* begin *

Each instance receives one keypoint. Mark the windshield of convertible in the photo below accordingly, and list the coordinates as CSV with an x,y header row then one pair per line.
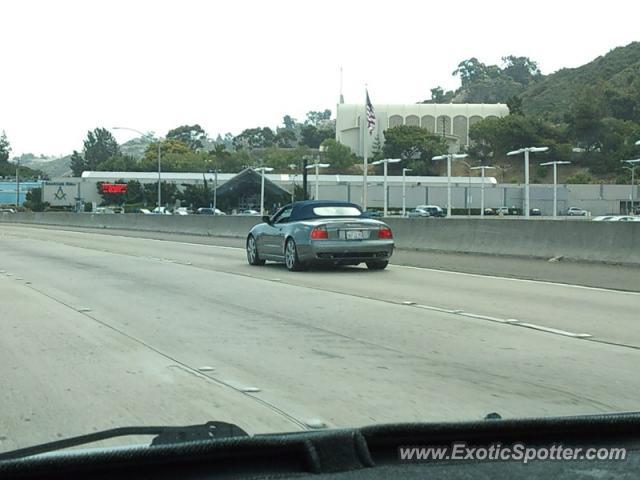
x,y
337,211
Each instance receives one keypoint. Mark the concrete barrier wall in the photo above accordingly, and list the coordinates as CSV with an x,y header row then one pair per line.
x,y
614,242
188,224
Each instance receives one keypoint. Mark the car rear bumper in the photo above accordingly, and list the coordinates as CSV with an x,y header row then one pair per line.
x,y
345,252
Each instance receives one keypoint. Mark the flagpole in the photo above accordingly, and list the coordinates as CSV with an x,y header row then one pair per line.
x,y
364,123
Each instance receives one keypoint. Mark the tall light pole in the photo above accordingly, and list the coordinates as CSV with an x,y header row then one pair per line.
x,y
293,166
482,168
633,164
526,152
215,190
317,167
555,183
468,199
159,161
18,184
448,158
385,162
262,170
404,191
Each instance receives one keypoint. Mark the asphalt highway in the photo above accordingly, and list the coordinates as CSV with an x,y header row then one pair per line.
x,y
100,331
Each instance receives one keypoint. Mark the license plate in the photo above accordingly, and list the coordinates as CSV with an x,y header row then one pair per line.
x,y
354,234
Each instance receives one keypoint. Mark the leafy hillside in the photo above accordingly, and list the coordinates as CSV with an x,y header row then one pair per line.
x,y
616,75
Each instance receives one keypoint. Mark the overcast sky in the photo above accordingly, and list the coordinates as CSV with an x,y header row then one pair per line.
x,y
70,66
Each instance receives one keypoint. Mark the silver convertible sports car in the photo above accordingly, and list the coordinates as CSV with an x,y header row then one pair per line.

* end *

◆ Task instructions ◆
Recast every line of the entries above as a numbered list, skipping any blank lines and leaving out the picture.

◆ Task result ◆
1. Each instance receives one keypoint. Mark the windshield of convertible in the photo below accordingly, and list the coordinates as CSV with an x,y header row then one pair per line.
2. x,y
3. 337,211
4. Each instance receives one keypoint. Mark the concrete barrier wall in the photo above accordingly, and list the coordinates as CSV with an x,y header row then one pair per line.
5. x,y
6. 614,242
7. 188,224
8. Each instance receives one keypoint. Mark the car rear bumper in the photo above accordingly, and list the coordinates as CSV with an x,y header row then one pair per line.
9. x,y
10. 345,252
11. Each instance receives one keypoint. Mark the flagpole in the photo above accordingly, and list the coordinates as CSV with an x,y header row then one pair per line.
12. x,y
13. 364,123
14. Each instance receives one keypoint. Mark the tall light pole in the photo above accordingly, and list the coordinates as CSV with an x,y header row then one pair per line.
15. x,y
16. 293,166
17. 482,168
18. 633,164
19. 526,152
20. 215,190
21. 317,167
22. 555,183
23. 468,199
24. 159,161
25. 18,184
26. 448,158
27. 385,162
28. 262,170
29. 404,191
30. Each instance receives one keypoint. Mark the asphalt highway in the photo above accordingly, and list the coordinates as CSV with an x,y header row then one pair per line.
31. x,y
32. 100,331
33. Each instance receives one keypoint. Mark the license plate in the photo above accordingly, and list the coordinates as CSV with an x,y header row then one pair per line.
34. x,y
35. 354,234
36. Each instance receives one keypoint. Mark the leafy hillside in the photo above accordingly, and list the coordinates as CSV with an x,y header row then one pair per line.
37. x,y
38. 616,75
39. Each instance receives one keypoint. Mark the overcast sky in the photo above accordingly, and list the coordinates as CSV with an x,y header row then one pair per line.
40. x,y
41. 70,66
42. Each instance receives one keypoint. Mark the silver convertible sports car in the photo above accordingly, and list the coordinates as CSV with an x,y header row then one pair per line.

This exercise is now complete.